● **OBJECTIVE 1**
Summarize the forum post below about load balancing Kafka consumers in two sentences.
● **OBJECTIVE 2**
Render this sentence from the forum post below about load balancing Kafka consumers in Spanish: "We investigated and figured out that the services are contending for a lock in the token_entry table in the JpaTokenStore."

● **EXCERPTED TEXT**
## Start
Load balancing Kafka consumers with separate micro service instances without Axon server, fails without custom segment identifier

Dharani_Kumar · August 2, 2019, 3:53pm

Greetings,

We have a requirement where we need to run multiple instances of a spring boot micro service in separate nodes(or jvms) and they have to consume AXON event messages from a Kafka topic.
We do not use AXON server here and use a Postgres for JPATokenStore.

The consumers were part of same consumer group (group id)

We tried the default configuration

Default JpaTokenStore
Default SequencyPolicyPerAggregate
Batchsize 1 and thread count 1

With that configuration only one of the consumers receives messages from Kafka. When we kill that instance, the one among the remaining instances will start consuming messages. At any point of time only one among the instances were able to consume messages, so no load balancing.

We investigated and figured out that the services are contending for a lock in the token_entry table in the JpaTokenStore.
## End
● **SUPPLIED ENTRIES**
## Start
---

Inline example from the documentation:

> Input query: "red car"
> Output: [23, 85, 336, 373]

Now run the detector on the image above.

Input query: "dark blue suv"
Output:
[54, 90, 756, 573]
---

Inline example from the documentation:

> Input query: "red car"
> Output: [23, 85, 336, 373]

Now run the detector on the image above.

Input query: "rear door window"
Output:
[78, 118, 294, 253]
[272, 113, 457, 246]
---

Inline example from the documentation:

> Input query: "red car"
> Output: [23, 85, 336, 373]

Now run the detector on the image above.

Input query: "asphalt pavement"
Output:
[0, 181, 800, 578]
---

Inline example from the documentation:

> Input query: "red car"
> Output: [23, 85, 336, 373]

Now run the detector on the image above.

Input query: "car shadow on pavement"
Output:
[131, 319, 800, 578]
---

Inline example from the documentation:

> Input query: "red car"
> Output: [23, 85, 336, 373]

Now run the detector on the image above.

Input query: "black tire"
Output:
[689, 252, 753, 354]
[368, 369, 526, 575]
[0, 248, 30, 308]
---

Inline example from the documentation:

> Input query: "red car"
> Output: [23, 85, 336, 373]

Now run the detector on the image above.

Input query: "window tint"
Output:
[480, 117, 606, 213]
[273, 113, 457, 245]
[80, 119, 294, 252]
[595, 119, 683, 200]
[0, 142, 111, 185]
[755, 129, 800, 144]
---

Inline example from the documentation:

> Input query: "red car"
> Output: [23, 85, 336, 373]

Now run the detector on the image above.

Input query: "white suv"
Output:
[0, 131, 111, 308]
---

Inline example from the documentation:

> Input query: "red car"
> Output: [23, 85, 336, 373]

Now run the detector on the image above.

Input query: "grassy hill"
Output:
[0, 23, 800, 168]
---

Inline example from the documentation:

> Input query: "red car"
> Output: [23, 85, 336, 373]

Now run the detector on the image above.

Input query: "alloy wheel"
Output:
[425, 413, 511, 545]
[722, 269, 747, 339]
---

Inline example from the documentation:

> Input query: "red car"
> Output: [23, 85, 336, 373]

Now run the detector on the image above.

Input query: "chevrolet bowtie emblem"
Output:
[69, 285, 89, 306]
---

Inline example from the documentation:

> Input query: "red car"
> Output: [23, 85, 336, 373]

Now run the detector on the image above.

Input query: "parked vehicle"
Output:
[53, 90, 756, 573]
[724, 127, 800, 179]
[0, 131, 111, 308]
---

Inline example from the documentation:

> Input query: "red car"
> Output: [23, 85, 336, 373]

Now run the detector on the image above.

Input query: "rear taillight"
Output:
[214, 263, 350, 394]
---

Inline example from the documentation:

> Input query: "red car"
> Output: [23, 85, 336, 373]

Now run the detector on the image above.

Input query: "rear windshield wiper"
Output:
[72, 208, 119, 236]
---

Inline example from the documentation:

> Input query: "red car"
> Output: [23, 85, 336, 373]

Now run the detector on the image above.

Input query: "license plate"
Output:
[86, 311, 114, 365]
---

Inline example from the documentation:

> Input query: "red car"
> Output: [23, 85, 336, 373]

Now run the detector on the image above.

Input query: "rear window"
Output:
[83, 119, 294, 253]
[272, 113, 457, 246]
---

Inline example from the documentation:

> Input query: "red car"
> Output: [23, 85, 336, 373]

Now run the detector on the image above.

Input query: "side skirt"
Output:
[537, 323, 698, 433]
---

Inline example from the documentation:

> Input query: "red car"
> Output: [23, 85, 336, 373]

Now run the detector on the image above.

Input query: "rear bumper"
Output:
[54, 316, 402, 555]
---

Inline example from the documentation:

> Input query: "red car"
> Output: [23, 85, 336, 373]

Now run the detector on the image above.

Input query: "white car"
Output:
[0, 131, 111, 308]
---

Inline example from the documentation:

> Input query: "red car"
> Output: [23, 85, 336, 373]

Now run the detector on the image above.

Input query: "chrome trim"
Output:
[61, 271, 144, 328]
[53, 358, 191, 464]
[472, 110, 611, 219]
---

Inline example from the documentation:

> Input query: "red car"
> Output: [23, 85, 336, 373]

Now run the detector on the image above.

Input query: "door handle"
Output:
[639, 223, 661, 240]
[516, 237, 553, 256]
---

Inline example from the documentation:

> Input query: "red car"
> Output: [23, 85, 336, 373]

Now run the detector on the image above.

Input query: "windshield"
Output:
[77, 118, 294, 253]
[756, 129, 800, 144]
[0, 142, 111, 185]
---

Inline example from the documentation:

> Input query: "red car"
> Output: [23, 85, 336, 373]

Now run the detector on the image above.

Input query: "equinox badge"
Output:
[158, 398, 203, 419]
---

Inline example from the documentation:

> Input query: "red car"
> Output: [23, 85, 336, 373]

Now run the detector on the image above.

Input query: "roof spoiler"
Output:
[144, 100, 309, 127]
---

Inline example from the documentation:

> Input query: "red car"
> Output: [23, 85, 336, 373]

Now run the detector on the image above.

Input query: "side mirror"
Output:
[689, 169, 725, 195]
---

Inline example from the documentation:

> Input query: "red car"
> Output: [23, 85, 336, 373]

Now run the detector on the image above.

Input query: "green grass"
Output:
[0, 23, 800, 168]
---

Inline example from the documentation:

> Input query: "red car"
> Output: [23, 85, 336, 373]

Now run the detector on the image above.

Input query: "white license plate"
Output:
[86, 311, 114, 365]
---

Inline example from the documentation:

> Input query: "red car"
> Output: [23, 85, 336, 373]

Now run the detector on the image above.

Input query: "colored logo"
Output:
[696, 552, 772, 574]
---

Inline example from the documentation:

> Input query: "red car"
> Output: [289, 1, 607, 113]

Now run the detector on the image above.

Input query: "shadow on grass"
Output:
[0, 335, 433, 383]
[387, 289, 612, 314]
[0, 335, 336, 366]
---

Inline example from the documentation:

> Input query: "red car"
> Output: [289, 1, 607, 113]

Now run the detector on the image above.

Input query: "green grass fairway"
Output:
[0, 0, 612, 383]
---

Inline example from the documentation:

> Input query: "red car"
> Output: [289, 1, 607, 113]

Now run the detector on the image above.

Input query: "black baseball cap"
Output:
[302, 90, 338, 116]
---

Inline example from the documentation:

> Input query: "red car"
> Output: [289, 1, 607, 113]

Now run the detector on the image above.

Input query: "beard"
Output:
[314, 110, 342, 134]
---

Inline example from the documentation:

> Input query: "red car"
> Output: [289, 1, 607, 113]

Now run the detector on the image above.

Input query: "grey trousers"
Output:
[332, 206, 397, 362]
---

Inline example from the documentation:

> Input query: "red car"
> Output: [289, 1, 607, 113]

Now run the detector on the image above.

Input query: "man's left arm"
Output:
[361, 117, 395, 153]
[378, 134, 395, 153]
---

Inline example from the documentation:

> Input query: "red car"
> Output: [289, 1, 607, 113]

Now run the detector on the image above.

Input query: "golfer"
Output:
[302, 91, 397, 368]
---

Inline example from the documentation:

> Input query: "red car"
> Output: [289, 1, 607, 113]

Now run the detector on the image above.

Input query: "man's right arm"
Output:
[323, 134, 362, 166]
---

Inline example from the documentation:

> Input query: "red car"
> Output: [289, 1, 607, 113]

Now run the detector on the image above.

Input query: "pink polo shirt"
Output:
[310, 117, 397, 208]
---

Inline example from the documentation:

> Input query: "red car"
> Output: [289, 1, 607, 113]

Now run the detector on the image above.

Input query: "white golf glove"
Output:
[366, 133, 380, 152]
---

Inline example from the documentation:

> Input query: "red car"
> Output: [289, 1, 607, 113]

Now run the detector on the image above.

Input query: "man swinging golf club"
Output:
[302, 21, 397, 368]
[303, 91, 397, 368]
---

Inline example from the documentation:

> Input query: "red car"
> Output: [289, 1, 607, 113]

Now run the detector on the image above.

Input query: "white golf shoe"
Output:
## End
● **OUTPUT 1**
The poster needs several instances of a Spring Boot microservice, running on separate nodes without Axon Server and using Postgres for the JpaTokenStore, to consume Axon event messages from a Kafka topic within one consumer group. With the default configuration only one instance receives messages at any time, so there is no load balancing, and investigation showed the services contending for a lock in the token_entry table.

● **OUTPUT 2**
Investigamos y descubrimos que los servicios están compitiendo por un bloqueo en la tabla token_entry del JpaTokenStore.